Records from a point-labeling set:
— start —

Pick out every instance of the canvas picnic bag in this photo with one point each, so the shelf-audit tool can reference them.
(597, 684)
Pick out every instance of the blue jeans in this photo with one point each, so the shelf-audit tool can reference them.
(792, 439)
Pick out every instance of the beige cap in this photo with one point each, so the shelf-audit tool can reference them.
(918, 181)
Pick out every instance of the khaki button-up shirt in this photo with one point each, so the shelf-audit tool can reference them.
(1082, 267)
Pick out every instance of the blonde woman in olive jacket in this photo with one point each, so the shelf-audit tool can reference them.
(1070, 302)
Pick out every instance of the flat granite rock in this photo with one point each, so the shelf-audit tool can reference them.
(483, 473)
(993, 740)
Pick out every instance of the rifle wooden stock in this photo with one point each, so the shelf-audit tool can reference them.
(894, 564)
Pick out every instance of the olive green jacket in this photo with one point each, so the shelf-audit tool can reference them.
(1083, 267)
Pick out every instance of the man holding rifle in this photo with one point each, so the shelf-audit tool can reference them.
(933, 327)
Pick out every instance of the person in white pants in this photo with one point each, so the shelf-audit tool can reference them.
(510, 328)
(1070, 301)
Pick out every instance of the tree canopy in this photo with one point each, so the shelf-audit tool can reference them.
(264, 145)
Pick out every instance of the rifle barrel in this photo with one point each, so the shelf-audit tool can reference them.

— end —
— start —

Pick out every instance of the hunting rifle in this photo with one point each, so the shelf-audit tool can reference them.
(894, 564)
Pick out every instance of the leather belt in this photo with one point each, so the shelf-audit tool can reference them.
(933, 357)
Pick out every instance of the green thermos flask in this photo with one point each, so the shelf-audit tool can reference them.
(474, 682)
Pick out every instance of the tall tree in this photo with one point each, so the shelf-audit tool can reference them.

— end —

EXERCISE DIRECTIONS: Identify each line above that contains the string "rifle" and copy those lines. Case counts when matching.

SOLUTION FOR THIS TASK:
Pick out every instance of the rifle wooden stock in this photo with one point each, so the shelf-audit tool can reference them.
Pick out every instance of the man holding rifle in this photo with one point each, so the shelf-audit tool can reference them.
Pick out every instance of the rifle barrel in this photo with one point each, so the shelf-audit tool can reference them.
Pick out every instance of the hunting rifle in this photo with one point each, so the shelf-audit tool can reference them.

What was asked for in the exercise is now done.